⟨

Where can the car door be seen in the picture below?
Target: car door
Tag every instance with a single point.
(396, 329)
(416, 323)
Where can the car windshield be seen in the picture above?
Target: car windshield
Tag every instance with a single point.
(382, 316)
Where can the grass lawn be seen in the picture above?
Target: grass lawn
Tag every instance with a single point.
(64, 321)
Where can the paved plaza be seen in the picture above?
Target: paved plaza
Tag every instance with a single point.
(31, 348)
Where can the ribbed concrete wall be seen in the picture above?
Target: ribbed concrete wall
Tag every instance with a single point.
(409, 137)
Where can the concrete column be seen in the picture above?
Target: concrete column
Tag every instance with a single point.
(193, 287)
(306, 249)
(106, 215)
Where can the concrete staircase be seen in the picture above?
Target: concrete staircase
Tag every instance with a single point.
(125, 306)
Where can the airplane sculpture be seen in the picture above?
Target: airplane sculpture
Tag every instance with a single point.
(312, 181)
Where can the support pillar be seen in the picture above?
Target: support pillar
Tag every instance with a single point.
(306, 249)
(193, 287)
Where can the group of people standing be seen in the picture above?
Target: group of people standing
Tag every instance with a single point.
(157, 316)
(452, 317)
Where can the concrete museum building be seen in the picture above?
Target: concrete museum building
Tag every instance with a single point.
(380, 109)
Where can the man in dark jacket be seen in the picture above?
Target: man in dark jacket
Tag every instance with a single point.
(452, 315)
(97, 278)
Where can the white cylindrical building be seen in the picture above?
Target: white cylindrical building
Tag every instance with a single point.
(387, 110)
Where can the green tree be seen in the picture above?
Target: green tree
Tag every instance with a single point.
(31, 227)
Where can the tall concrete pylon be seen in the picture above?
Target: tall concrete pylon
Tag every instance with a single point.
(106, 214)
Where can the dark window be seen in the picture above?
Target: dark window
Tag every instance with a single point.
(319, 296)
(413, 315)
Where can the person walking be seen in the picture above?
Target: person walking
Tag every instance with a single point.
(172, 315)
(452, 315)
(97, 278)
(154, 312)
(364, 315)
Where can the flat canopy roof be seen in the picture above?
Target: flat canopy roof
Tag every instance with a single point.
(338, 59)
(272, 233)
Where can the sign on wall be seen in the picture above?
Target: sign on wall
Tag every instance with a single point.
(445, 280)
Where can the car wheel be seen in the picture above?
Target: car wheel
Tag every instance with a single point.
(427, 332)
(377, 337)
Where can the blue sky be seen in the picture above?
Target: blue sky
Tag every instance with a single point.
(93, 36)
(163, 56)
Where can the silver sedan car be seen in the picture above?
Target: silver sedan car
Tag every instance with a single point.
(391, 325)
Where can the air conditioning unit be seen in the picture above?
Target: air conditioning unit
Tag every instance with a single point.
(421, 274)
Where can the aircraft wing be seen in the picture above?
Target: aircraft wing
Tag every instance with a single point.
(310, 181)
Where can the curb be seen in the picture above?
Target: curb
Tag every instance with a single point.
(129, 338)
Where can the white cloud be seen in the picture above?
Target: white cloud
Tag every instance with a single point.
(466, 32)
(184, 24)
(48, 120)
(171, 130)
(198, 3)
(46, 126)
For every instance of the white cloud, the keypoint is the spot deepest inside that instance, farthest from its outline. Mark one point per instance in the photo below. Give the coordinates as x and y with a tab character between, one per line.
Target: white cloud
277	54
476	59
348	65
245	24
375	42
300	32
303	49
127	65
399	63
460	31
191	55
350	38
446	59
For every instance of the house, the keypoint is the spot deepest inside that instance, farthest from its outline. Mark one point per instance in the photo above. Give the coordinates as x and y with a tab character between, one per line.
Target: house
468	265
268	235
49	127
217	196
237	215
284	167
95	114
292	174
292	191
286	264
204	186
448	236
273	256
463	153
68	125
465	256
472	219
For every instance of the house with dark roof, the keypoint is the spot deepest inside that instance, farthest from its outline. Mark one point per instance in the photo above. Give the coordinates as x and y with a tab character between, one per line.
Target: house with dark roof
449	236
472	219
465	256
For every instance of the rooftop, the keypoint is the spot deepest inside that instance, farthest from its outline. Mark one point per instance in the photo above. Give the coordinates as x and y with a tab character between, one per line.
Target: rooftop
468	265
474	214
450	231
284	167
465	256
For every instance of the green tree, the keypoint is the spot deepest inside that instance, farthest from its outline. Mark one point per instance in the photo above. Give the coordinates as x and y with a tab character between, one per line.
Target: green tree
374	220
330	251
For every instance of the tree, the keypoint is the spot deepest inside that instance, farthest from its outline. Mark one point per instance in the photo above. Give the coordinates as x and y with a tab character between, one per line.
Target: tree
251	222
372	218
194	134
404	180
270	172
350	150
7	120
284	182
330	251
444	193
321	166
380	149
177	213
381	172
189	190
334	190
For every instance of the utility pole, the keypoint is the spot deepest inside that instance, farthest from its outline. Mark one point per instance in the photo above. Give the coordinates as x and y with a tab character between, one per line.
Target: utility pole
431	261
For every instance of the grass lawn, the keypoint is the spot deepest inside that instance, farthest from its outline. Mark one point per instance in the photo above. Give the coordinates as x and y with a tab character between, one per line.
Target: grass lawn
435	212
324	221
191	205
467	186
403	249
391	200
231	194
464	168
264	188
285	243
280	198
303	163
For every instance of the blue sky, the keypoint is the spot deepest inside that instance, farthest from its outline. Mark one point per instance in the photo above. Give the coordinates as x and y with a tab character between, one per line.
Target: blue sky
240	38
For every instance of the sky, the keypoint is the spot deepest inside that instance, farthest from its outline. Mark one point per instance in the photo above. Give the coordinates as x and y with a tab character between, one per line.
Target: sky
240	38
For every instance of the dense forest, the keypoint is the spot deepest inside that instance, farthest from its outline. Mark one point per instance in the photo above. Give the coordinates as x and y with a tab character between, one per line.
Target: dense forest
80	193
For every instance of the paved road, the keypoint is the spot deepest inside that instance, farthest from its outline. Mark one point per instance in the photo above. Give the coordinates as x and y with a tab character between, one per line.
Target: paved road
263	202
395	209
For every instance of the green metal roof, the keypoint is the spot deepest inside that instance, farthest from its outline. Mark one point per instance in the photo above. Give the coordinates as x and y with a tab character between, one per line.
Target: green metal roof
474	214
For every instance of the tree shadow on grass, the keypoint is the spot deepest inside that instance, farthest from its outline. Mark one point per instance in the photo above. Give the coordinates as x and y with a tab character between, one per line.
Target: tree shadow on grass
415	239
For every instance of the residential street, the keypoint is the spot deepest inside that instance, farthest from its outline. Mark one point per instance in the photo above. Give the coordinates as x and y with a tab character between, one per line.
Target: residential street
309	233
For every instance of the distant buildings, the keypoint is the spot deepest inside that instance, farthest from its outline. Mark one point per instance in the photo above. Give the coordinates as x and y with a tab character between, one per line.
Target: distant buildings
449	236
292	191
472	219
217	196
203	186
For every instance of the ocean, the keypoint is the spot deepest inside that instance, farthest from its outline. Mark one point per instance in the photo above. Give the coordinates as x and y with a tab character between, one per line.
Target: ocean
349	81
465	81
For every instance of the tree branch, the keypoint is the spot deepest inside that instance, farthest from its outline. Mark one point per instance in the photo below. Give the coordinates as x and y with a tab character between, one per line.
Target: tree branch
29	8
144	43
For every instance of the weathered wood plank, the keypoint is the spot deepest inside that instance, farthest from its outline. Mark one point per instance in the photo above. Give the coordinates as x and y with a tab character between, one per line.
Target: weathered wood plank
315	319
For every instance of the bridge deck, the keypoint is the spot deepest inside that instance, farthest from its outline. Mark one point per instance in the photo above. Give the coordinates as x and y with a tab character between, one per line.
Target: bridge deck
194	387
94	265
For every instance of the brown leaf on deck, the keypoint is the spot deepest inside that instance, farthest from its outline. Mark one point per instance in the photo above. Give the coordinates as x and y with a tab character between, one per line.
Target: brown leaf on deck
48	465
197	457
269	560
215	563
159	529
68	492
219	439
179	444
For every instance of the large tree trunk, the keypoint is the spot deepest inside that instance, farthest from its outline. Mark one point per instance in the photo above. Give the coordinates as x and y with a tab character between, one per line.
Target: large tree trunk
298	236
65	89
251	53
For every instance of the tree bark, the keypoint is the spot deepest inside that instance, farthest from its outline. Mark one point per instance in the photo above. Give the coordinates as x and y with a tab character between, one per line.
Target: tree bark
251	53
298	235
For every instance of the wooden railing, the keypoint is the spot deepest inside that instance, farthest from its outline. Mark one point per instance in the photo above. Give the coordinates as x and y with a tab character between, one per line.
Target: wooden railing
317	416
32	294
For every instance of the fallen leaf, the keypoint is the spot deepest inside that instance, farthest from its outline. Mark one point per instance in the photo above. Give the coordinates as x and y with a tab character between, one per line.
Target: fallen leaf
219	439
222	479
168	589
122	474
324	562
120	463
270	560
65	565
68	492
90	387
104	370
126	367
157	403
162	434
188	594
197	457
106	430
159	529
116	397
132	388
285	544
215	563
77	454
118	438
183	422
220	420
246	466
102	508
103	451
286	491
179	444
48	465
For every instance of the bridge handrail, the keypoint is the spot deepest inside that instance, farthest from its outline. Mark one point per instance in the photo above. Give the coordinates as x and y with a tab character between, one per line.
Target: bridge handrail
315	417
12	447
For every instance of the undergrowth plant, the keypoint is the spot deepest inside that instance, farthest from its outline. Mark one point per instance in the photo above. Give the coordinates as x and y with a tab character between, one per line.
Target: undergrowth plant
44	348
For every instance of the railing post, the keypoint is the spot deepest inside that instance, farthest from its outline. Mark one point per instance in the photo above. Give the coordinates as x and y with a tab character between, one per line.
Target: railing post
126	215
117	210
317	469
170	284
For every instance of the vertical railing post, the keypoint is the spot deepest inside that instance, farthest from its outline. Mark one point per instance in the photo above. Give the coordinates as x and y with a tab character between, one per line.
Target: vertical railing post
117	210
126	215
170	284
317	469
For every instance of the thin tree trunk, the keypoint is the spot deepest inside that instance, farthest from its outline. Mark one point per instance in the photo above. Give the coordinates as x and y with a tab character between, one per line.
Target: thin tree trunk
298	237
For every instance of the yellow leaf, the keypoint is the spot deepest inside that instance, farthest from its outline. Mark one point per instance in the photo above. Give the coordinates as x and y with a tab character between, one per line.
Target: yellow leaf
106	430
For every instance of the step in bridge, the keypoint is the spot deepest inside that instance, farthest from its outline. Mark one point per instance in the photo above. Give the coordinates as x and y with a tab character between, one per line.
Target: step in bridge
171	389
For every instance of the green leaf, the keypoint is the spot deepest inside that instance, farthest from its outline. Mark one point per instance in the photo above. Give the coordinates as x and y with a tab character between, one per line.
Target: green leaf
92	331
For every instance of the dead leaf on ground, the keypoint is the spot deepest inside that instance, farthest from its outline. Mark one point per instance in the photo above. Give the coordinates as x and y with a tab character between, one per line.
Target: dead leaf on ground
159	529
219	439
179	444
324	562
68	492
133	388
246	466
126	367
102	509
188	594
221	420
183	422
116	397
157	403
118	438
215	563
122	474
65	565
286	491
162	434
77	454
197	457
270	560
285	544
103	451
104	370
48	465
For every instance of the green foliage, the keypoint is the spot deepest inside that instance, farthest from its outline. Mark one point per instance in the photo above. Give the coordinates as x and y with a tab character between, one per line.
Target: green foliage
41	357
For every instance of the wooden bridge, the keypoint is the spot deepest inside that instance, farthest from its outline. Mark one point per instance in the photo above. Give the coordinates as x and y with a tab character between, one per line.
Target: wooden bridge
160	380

⟩

» **What is asked**: Repeat exactly the lines from the one containing "For every instance of the yellow" through the last line of the records above, both included, and nothing else.

» **Worked solution**:
For every instance of the yellow leaf, the keypoint is the spot deepest inside that instance, farthest from its outline. Mark one point per instance in the photo above. Give the coordinates as x and y with a tab character between, one per line.
Target: yellow leaf
106	430
For every instance of the step in bridge, the keypoint is the spot deepest inside that instance, farthest from its outline. Mark one point per instance in the photo above. Give the coordinates as x and y with a tab character between, one per line.
Target: step in bridge
171	389
For every instance of the green leaf, the keypoint is the spot deepest inside that instance, farthest from its outline. Mark one point per instance in the photo above. Give the coordinates as x and y with a tab character between, one per line.
Target: green leaf
92	331
For every instance of the dead leaf on ground, the keypoint is the spot deepest inside that instance, farthest from its outline. Mark one point per instance in the photo above. Give the coordinates as x and y with a tab character between, one per line.
Target: dead leaf on ground
159	529
219	439
179	444
324	562
68	492
133	388
246	466
126	367
102	509
188	594
221	420
183	422
116	397
157	403
118	438
215	563
122	474
65	565
286	491
162	434
77	454
197	457
270	560
285	544
103	451
104	370
48	465
For every instance of the green foliage, the keypoint is the spot deepest inside that instance, farthest from its outline. Mark one point per instance in the photo above. Give the coordinates as x and y with a tab character between, one per line.
Target: green foliage
41	357
For every instance of the wooden bridge, the keypoint is the spot deepest inside that instance, farthest from its outline. Mark one point per instance in the photo above. Give the coordinates as x and y with a tab character between, one per line.
Target: wooden bridge
160	380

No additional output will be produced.